**Set problem:** Render every one of the records below as a Markdown table with the columns Row and Text, giving each line a row number and leaving out blank lines.

..........

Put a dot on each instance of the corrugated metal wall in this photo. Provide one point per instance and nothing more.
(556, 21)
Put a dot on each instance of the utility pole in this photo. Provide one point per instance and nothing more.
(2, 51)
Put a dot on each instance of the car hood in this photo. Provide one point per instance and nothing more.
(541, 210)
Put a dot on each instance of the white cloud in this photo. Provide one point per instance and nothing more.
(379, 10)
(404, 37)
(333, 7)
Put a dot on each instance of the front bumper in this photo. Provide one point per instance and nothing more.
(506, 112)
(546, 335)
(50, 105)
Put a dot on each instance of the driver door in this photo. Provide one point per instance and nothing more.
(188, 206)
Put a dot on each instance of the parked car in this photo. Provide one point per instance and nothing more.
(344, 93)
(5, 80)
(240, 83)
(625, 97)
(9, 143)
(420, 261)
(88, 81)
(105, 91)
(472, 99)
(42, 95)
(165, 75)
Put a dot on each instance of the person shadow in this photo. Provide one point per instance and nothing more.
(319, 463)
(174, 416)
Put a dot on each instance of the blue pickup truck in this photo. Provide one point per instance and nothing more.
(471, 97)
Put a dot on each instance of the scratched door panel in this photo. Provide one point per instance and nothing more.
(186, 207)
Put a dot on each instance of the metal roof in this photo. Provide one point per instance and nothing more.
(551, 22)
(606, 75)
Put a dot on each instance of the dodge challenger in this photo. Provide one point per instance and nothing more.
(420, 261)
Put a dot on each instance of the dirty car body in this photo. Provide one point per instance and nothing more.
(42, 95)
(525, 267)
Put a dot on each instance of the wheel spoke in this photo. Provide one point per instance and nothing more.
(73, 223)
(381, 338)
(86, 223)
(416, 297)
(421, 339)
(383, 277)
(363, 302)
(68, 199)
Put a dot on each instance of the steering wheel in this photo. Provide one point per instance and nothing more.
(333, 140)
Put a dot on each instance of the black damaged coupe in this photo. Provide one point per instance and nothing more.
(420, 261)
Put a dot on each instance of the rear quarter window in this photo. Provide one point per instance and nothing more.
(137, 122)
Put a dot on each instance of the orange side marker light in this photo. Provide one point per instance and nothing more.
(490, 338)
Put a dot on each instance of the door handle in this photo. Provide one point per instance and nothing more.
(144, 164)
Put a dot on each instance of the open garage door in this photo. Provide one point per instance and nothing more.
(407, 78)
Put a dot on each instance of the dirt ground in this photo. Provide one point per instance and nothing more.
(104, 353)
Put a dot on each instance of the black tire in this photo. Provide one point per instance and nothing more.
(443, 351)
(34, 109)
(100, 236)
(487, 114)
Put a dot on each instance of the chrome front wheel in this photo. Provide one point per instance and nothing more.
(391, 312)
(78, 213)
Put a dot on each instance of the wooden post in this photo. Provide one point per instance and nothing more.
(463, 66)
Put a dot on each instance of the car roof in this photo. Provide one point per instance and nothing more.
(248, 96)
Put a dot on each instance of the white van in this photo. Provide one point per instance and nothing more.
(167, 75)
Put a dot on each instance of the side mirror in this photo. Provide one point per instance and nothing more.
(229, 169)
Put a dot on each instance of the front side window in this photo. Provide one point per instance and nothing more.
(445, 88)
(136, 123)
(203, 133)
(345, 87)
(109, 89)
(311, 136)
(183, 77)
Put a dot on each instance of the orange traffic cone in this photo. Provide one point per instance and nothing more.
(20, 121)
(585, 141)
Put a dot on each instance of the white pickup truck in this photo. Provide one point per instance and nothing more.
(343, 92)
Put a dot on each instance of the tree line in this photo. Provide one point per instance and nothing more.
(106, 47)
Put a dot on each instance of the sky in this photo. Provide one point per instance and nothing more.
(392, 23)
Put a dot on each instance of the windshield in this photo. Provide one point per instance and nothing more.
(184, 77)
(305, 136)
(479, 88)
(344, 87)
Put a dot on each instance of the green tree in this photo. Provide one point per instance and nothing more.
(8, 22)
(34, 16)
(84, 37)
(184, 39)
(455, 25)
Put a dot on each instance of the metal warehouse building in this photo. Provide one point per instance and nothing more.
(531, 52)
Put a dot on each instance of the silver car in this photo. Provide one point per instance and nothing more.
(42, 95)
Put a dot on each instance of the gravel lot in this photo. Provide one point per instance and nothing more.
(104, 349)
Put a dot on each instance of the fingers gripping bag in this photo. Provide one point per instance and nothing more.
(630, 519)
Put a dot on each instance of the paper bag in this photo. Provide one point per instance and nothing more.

..........

**Problem solution:**
| Row | Text |
|---|---|
| 1 | Put a dot on each instance of the corrugated metal wall in this photo. Provide one point per instance and nothing more. |
| 2 | (556, 21) |
| 3 | Put a dot on each instance of the utility pole in this photo. Provide one point per instance and nothing more. |
| 4 | (2, 51) |
| 5 | Put a dot on each instance of the car hood in this photo. Provide one point per instance and nothing more. |
| 6 | (541, 210) |
| 7 | Put a dot on each instance of the white cloud in this photo. Provide one point per instance and nothing more. |
| 8 | (379, 10) |
| 9 | (404, 37) |
| 10 | (333, 7) |
| 11 | Put a dot on each instance of the front bumper in this photo. Provide one point per instance and nothing more. |
| 12 | (506, 112) |
| 13 | (546, 335) |
| 14 | (50, 105) |
| 15 | Put a dot on each instance of the driver door in this photo. Provide one point per instance and nothing more. |
| 16 | (188, 206) |
| 17 | Put a dot on each instance of the parked car in this photo. Provide one point per instance and nothing more. |
| 18 | (344, 93) |
| 19 | (5, 80) |
| 20 | (240, 83) |
| 21 | (625, 97) |
| 22 | (9, 143) |
| 23 | (420, 261) |
| 24 | (88, 81) |
| 25 | (105, 91) |
| 26 | (472, 99) |
| 27 | (42, 95) |
| 28 | (165, 75) |
| 29 | Put a dot on each instance of the person shadow in this photo. Provide one point per instance and nothing more. |
| 30 | (319, 463) |
| 31 | (174, 416) |
| 32 | Put a dot on each instance of the blue pickup truck in this photo. Provide one point per instance and nothing more. |
| 33 | (471, 97) |
| 34 | Put a dot on each instance of the scratched door panel in this photo. Provide one point per instance and nothing more. |
| 35 | (186, 207) |
| 36 | Put a dot on each instance of the metal roof in this photo. Provide one point per instance and nothing more. |
| 37 | (551, 22) |
| 38 | (606, 75) |
| 39 | Put a dot on each instance of the dodge challenger in this photo. Provide one point per instance and nothing more. |
| 40 | (420, 261) |
| 41 | Put a dot on each instance of the dirty car body in this photo. Provide one point per instance and nothing more. |
| 42 | (42, 95) |
| 43 | (525, 267) |
| 44 | Put a dot on each instance of the wheel spoke in this photo. Provide one point per instance and nothing more. |
| 45 | (73, 223) |
| 46 | (381, 338) |
| 47 | (86, 223) |
| 48 | (416, 297) |
| 49 | (421, 339) |
| 50 | (383, 277) |
| 51 | (363, 302) |
| 52 | (68, 199) |
| 53 | Put a dot on each instance of the steering wheel in this photo. Provide one point per instance and nothing more. |
| 54 | (333, 140) |
| 55 | Put a dot on each instance of the black damaged coupe in this photo. Provide one point per instance and nothing more. |
| 56 | (420, 261) |
| 57 | Put a dot on each instance of the rear quarter window in this photo. Provide one point per instance and nothing more. |
| 58 | (137, 122) |
| 59 | Put a dot on each instance of the orange side marker light in this photo. Provide one point per instance and nothing more. |
| 60 | (490, 338) |
| 61 | Put a dot on each instance of the door handle in this photo. Provide one point per instance and nothing more. |
| 62 | (144, 164) |
| 63 | Put a dot on each instance of the open garage door in this photo. Provide one point per instance and nothing more. |
| 64 | (407, 78) |
| 65 | Put a dot on each instance of the dirt ground in this photo. Provide one point per instance and nothing more. |
| 66 | (104, 353) |
| 67 | Put a dot on each instance of the black tire in this photo. Provide one point per instance and nothing more. |
| 68 | (443, 351) |
| 69 | (34, 109) |
| 70 | (100, 236) |
| 71 | (487, 114) |
| 72 | Put a dot on each instance of the chrome front wheel in this photo. Provide one point per instance and nothing more. |
| 73 | (391, 312) |
| 74 | (78, 213) |
| 75 | Put a dot on each instance of the wooden post in this photo. Provide one point per instance and nothing more. |
| 76 | (463, 66) |
| 77 | Put a dot on each instance of the car roof in this photo. Provide one point per instance and nothing more. |
| 78 | (248, 96) |
| 79 | Put a dot on each instance of the white van in this photo. Provide one point per instance and nothing more. |
| 80 | (167, 75) |
| 81 | Put a dot on each instance of the side mirror in this photo. Provide one point per instance and nothing more. |
| 82 | (229, 169) |
| 83 | Put a dot on each instance of the front side window in this photo. Provide one point per instance and nothing more. |
| 84 | (445, 88) |
| 85 | (136, 123) |
| 86 | (203, 133) |
| 87 | (345, 87) |
| 88 | (109, 89) |
| 89 | (311, 136) |
| 90 | (183, 77) |
| 91 | Put a dot on each instance of the orange traffic cone in this photo. Provide one point per instance and nothing more. |
| 92 | (20, 121) |
| 93 | (585, 141) |
| 94 | Put a dot on each instance of the white pickup truck in this photo. Provide one point per instance and nothing more. |
| 95 | (343, 92) |
| 96 | Put a dot on each instance of the tree line in this photo. Provide one point per instance and nothing more. |
| 97 | (106, 47) |
| 98 | Put a dot on each instance of the sky in this photo. Provide one point per instance and nothing more. |
| 99 | (392, 23) |
| 100 | Put a dot on each instance of the windshield in this photo. Provide one point per instance and nothing more. |
| 101 | (184, 77) |
| 102 | (305, 136) |
| 103 | (479, 88) |
| 104 | (344, 87) |
| 105 | Put a dot on each instance of the green tree in this photo. Provide one point per instance and nothing more. |
| 106 | (8, 22) |
| 107 | (34, 16) |
| 108 | (84, 37) |
| 109 | (184, 39) |
| 110 | (455, 25) |
| 111 | Put a dot on each instance of the metal warehouse building in this photo. Provide one point per instance and nothing more. |
| 112 | (531, 52) |
| 113 | Put a dot on each instance of the silver car in this photo. Provide one point per instance and nothing more. |
| 114 | (42, 95) |
| 115 | Put a dot on each instance of the gravel lot in this photo. Provide one point per instance and nothing more. |
| 116 | (104, 349) |
| 117 | Put a dot on each instance of the fingers gripping bag in this photo. Provide one point per instance and nothing more. |
| 118 | (630, 519) |
| 119 | Put a dot on each instance of the paper bag in this photo. Provide one point per instance and nothing more. |